Segment Start: READING TEXT

No traveler enjoys staying at the Manzana Kempinski hotel, which is open but under repair. The noise of cranes and excavators makes the summer bitter for customers, who also don’t enter the very expensive boutiques on the ground floor of the building.

Businesses that fed on tourists staying in Old Havana have also closed. Café París, on the corner of San Ignacio and Obispo, is in absolute silence. This place, where the songs of the Buena Vista Social Club were repeated all day like a stuck record, hasn’t returned to toasting with its “baptized” drinks of distilled rums, and nor is there work for the musicians, who earned endless tips under its roof.

Some boys joke that in La Mina [The Mine] “nothing is exploited anymore.” In better times, the restaurant workers lived up to its name by excavating the pockets of tourists. It’s said that serving drinks on that corner of Obispo and Oficios Street was a guarantee of ascending two levels in social class. Some bartenders literally became millionaires by dispatching watered-down mojitos and low-alcohol cuba libres.

Indispensable in the national cartography of alcoholism, La Bodeguita del Medio looks more like a deadly dump than the gastronomic legend it was. A brief reading of its menu, with pork at 1,050 pesos and Cuban-style lobster at 700, is enough for the customer to opt for fasting.

Segment End: READING TEXT

APPLY WHAT YOU READ
**a)** In the passage on Old Havana, why is the summer bitter for customers of the Manzana Kempinski hotel?
**b)** From the passage on Old Havana, extract the text starting with "Businesses that fed" and going on through "low-alcohol cuba libres.".

Segment Start: DATA FOR ANALYSIS

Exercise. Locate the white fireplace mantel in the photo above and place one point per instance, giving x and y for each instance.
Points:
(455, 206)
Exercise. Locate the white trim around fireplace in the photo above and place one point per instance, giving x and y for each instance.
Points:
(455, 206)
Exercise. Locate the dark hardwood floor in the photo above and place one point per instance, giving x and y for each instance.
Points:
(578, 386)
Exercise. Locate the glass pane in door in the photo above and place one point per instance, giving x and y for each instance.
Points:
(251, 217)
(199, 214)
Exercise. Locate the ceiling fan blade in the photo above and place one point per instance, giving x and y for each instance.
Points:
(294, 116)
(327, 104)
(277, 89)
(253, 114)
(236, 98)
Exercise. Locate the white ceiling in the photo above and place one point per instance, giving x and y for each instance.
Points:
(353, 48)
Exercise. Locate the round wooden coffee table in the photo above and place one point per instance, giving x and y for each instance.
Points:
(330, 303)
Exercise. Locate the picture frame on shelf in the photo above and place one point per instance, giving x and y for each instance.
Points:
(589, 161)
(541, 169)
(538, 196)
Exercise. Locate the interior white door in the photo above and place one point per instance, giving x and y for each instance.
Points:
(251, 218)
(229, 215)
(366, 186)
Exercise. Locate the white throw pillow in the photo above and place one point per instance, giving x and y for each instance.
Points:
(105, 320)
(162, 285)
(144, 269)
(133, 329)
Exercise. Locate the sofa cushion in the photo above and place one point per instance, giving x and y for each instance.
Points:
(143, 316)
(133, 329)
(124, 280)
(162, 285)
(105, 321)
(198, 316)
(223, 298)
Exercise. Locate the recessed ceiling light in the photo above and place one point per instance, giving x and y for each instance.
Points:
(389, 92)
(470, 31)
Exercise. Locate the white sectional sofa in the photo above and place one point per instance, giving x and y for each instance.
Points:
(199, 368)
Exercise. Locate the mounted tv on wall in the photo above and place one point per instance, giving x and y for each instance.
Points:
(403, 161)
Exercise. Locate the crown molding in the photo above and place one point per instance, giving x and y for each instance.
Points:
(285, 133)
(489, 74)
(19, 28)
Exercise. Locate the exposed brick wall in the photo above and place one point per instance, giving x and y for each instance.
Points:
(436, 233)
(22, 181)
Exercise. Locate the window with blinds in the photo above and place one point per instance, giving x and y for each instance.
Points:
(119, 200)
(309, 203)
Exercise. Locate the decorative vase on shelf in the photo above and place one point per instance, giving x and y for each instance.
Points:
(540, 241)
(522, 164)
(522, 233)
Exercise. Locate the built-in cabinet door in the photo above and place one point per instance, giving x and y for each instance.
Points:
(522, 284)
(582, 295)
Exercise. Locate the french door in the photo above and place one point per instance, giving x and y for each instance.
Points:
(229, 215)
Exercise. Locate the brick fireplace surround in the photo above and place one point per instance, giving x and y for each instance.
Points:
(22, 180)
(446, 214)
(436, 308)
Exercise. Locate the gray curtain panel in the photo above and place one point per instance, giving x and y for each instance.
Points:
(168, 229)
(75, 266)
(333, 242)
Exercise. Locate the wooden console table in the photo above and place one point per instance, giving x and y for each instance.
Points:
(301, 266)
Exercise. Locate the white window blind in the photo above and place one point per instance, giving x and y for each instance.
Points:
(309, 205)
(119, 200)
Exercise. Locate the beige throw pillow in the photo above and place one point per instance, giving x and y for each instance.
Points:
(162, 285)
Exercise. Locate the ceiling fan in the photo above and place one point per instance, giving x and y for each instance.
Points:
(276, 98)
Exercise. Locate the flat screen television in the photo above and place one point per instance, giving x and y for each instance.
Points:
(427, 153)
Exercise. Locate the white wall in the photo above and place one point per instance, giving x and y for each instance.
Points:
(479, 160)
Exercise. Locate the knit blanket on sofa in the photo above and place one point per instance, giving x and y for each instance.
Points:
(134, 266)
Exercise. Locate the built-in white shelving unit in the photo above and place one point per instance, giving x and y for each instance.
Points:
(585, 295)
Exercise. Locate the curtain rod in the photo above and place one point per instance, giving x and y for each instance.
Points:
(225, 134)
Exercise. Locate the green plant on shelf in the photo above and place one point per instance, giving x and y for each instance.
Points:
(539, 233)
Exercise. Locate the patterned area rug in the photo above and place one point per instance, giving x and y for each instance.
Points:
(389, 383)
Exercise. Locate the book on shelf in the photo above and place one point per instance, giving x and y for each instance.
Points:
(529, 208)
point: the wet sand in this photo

Segment End: DATA FOR ANALYSIS

ACTIVITY ANSWERS
**a)** The hotel is open but under repair, and the noise of cranes and excavators makes the summer bitter for its customers.

**b)**
Businesses that fed on tourists staying in Old Havana have also closed. Café París, on the corner of San Ignacio and Obispo, is in absolute silence. This place, where the songs of the Buena Vista Social Club were repeated all day like a stuck record, hasn’t returned to toasting with its “baptized” drinks of distilled rums, and nor is there work for the musicians, who earned endless tips under its roof.

Some boys joke that in La Mina [The Mine] “nothing is exploited anymore.” In better times, the restaurant workers lived up to its name by excavating the pockets of tourists. It’s said that serving drinks on that corner of Obispo and Oficios Street was a guarantee of ascending two levels in social class. Some bartenders literally became millionaires by dispatching watered-down mojitos and low-alcohol cuba libres.